START
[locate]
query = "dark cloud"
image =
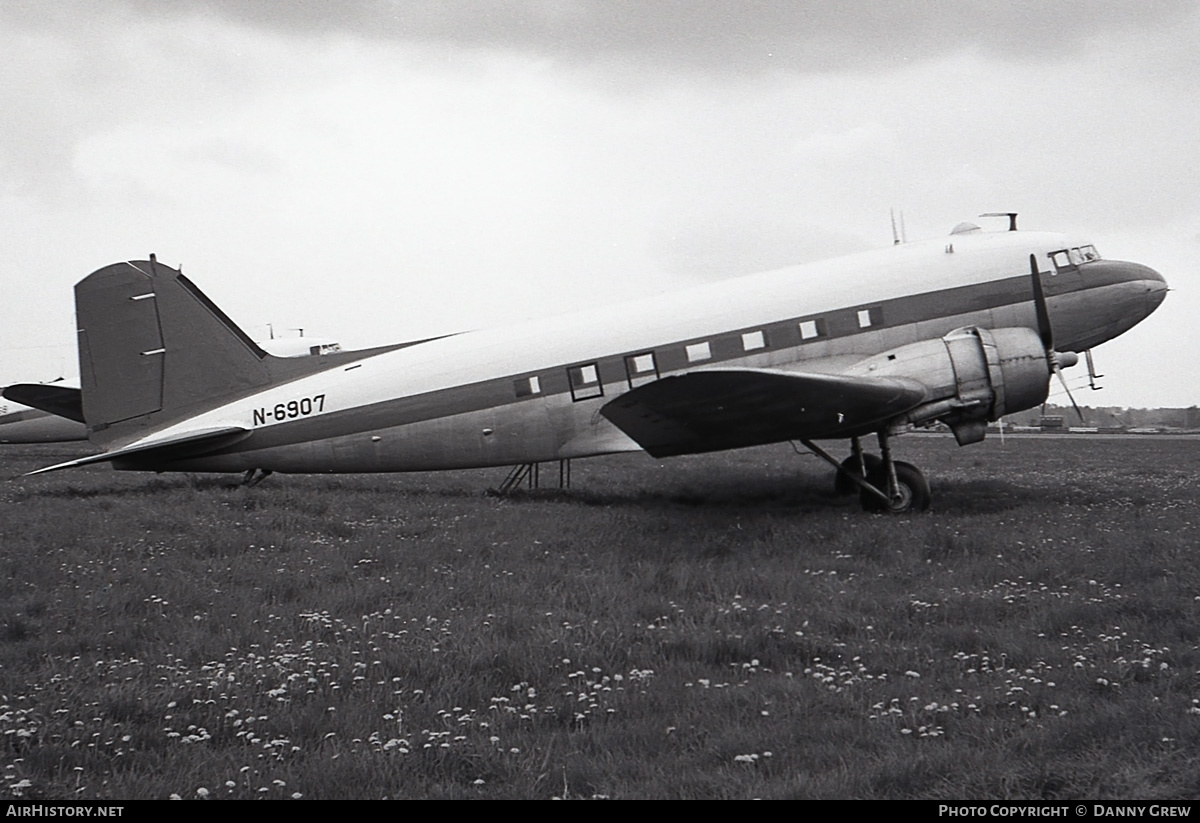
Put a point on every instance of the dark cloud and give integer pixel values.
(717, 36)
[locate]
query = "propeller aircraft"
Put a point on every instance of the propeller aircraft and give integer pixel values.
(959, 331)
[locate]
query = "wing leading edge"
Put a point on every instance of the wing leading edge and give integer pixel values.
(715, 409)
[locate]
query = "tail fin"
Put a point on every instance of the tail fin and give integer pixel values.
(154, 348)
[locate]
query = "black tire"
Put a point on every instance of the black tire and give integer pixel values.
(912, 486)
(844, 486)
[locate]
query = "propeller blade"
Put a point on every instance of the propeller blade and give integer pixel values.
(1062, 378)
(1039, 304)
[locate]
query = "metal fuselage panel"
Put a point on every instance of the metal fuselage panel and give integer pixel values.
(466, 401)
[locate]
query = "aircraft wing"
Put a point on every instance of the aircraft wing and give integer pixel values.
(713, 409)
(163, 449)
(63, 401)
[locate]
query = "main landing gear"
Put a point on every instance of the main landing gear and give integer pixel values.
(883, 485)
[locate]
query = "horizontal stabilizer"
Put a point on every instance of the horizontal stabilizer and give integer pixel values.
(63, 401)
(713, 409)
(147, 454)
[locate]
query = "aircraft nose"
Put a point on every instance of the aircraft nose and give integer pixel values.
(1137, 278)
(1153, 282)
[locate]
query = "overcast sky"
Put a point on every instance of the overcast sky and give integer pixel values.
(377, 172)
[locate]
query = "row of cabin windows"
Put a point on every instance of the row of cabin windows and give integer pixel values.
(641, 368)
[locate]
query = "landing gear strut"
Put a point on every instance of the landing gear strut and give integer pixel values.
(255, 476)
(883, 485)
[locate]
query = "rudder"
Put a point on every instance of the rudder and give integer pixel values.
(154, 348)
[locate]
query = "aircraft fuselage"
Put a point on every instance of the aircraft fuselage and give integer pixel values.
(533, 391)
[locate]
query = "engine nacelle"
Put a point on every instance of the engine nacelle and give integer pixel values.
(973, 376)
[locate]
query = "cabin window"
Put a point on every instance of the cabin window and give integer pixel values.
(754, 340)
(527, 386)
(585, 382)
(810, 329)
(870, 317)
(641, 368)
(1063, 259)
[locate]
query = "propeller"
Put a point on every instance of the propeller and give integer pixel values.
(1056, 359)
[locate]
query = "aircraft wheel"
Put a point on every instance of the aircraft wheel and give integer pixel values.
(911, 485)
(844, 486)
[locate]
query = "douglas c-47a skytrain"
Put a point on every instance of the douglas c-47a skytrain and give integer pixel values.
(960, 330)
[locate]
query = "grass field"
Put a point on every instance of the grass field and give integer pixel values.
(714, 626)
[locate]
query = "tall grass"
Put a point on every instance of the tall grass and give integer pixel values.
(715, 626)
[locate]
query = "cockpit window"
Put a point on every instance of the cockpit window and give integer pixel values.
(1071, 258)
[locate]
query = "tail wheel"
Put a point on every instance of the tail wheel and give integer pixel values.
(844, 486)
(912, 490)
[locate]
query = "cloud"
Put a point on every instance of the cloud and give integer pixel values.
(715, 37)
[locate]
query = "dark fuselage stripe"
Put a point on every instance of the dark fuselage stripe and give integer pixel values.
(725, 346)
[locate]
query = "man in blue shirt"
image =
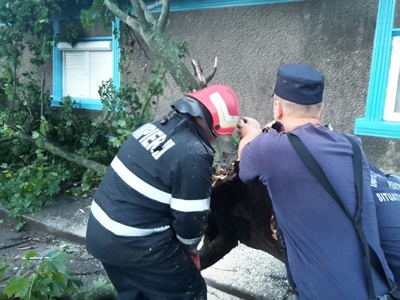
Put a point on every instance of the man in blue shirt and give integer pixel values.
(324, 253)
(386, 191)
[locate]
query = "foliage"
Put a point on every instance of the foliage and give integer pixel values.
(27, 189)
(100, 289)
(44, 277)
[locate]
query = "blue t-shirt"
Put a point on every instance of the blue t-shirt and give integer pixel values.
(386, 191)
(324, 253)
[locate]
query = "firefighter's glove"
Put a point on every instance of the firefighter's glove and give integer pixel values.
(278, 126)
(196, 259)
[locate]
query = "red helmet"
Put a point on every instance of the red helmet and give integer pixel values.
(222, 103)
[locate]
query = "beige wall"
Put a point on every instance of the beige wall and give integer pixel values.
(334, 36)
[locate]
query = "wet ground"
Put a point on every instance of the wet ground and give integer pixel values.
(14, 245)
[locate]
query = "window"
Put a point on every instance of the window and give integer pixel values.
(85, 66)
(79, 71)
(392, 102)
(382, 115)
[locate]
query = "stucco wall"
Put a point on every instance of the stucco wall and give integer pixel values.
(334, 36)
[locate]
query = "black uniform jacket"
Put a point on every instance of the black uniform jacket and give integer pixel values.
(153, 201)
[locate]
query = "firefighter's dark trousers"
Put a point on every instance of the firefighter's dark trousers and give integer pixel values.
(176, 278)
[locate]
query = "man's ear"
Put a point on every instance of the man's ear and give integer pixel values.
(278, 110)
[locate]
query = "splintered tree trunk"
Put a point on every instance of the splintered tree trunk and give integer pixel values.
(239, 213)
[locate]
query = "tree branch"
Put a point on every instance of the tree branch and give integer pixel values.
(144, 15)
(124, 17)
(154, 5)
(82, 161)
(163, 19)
END
## [OBJECTIVE]
Your copy of the data above should match it exactly, except that pictures are left out.

## [EXERCISE SOLUTION]
[locate]
query = "dark cloud"
image =
Put a point on every instance of the dark cloud and give integer pixel values.
(717, 36)
[locate]
query = "propeller aircraft"
Put a point on every instance of the propeller aircraft and give integer pixel values.
(959, 331)
[locate]
query = "wing leading edge"
Put a point on every instance of the wing leading edge and give integer pixel values.
(715, 409)
[locate]
query = "tail fin"
Put a point on every instance of the tail fin and give integer pixel values.
(154, 348)
[locate]
query = "black tire"
Put a point on every instance of the black tire and give integer pixel values.
(912, 486)
(844, 486)
[locate]
query = "propeller blade"
Put a point on every instance of the propeller blade and give integer pixel values.
(1062, 378)
(1039, 304)
[locate]
query = "metal fuselage panel"
Put a point on every instance of the metal fuselage panel and give integer pixel values.
(466, 401)
[locate]
query = "aircraft wing"
Put a point on every instance of the aircraft wing and give integer pixel values.
(713, 409)
(163, 449)
(63, 401)
[locate]
query = "main landing gear"
Put a point on every instance of the main landing gear and give integer pixel values.
(883, 485)
[locate]
query = "horizontal stabilizer"
Put a point on every instance of the horizontal stabilizer and give integer pixel values.
(63, 401)
(713, 409)
(147, 454)
[locate]
query = "aircraft nose"
Put a point on every instance of the aircraft nose and give integer pixel values.
(1137, 278)
(1153, 282)
[locate]
query = "overcast sky"
Put a point on every instance of the overcast sky and give integer pixel values.
(377, 172)
[locate]
query = "row of cabin windows"
Put a point on every instance of the row of cabin windows and give integer pixel values.
(641, 368)
[locate]
query = "landing gear strut"
Put a point on every instance of the landing gear strut and give integer pixel values.
(255, 476)
(883, 485)
[locate]
query = "rudder"
Put a point on every instance of the rudder and give integer pixel values.
(154, 348)
[locate]
query = "aircraft fuselage"
Put a point on every instance of the aircraft fuselage and give integer pixel values.
(533, 391)
[locate]
query = "engine nacelle"
Put a point on every instance of the engine nacelle and give integer pixel values.
(973, 376)
[locate]
query = "cabin window"
Put a point on every instance of the cabin window and give integer pixel values.
(754, 340)
(527, 386)
(585, 382)
(810, 329)
(870, 317)
(641, 368)
(1063, 259)
[locate]
query = "propeller"
Put a point on every instance of the propeller and give integer pixel values.
(1056, 359)
[locate]
query = "aircraft wheel"
Put a point on every instance of the aircraft wheel and give integer pixel values.
(911, 485)
(844, 486)
[locate]
query = "douglas c-47a skytrain"
Put a point on every instance of the douglas c-47a skytrain and give integer pixel values.
(960, 330)
[locate]
query = "grass field"
Put a point on every instance of the grass field and give integer pixel values.
(714, 626)
[locate]
query = "tall grass"
Put a point on every instance of the tall grass and give integer pixel values.
(715, 626)
[locate]
query = "cockpit window"
Put a point on every instance of the cockpit window and give integer pixel values.
(1071, 258)
[locate]
query = "tail wheel"
Put a point on every instance of the tail wheel and give integer pixel values.
(844, 486)
(912, 490)
[locate]
query = "cloud"
Put a point on every instance of the cloud and give integer pixel values.
(715, 37)
[locate]
query = "dark fuselage stripe"
Put a point on every instance of the dark fuselage stripe and give integer pixel values.
(725, 346)
[locate]
query = "man in blue shirt"
image =
Put a point on every instance of the man in blue shirt and give integer pixel values.
(324, 253)
(386, 191)
[locate]
query = "foliage"
Put a point on every instance of the foliage and give integer pixel values.
(27, 189)
(100, 289)
(44, 277)
[locate]
query = "blue t-shirt"
Put a point on every instance of the blue t-shirt and give integer pixel values.
(386, 191)
(324, 253)
[locate]
query = "firefighter's glove"
Put a point on every instance of the firefighter's glove and give integer pixel values.
(278, 126)
(196, 259)
[locate]
query = "red helmet"
Put a point on every instance of the red helmet and give integer pixel values.
(222, 103)
[locate]
query = "beige wall"
Put a point on every instance of the beige wall and give integer pixel values.
(334, 36)
[locate]
query = "wet ground"
Put a point on every instance of the wet ground and give integer pixel values.
(14, 245)
[locate]
query = "window"
Put a point on every instance of the window and give integer pixel values.
(85, 66)
(79, 71)
(392, 102)
(382, 115)
[locate]
query = "stucco wall"
Put a point on every instance of the stucco wall and give integer pixel values.
(334, 36)
[locate]
query = "black uniform jacket"
Put a point on every instance of the black uniform jacket and give integer pixel values.
(153, 201)
[locate]
query = "firefighter's dark trousers"
Put a point on every instance of the firefighter's dark trousers and give integer pixel values.
(176, 278)
[locate]
query = "man's ear"
Put a point on every instance of the man's ear and give integer pixel values.
(278, 110)
[locate]
query = "splintered tree trunk"
Put a point on every instance of the splintered tree trunk and give integer pixel values.
(239, 213)
[locate]
query = "tree branch"
Put a point on every instance of the tree branch and give integer pixel values.
(144, 15)
(124, 17)
(154, 5)
(82, 161)
(163, 19)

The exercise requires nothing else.